Any picture in the range stays out of the copy; retype exactly the lines from the one with "x=449, y=208" to the end of the listing.

"""

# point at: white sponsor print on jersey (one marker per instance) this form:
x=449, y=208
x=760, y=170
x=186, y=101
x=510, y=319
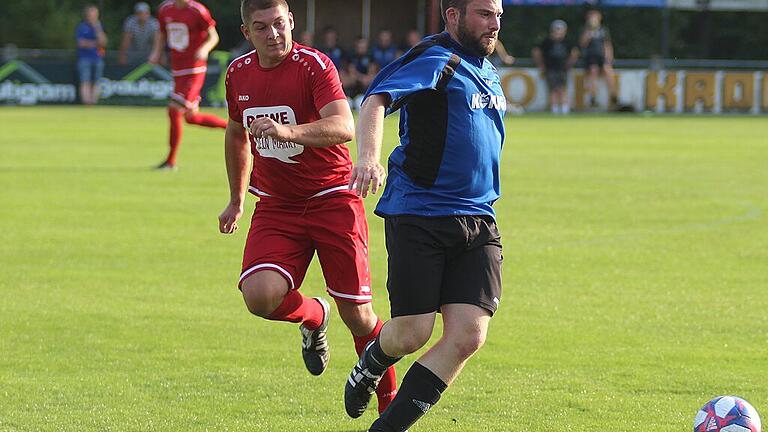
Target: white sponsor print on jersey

"""

§ **ANSWER TO THIS PROBLEM**:
x=449, y=208
x=760, y=170
x=186, y=101
x=510, y=319
Target: white sponsor print on jersey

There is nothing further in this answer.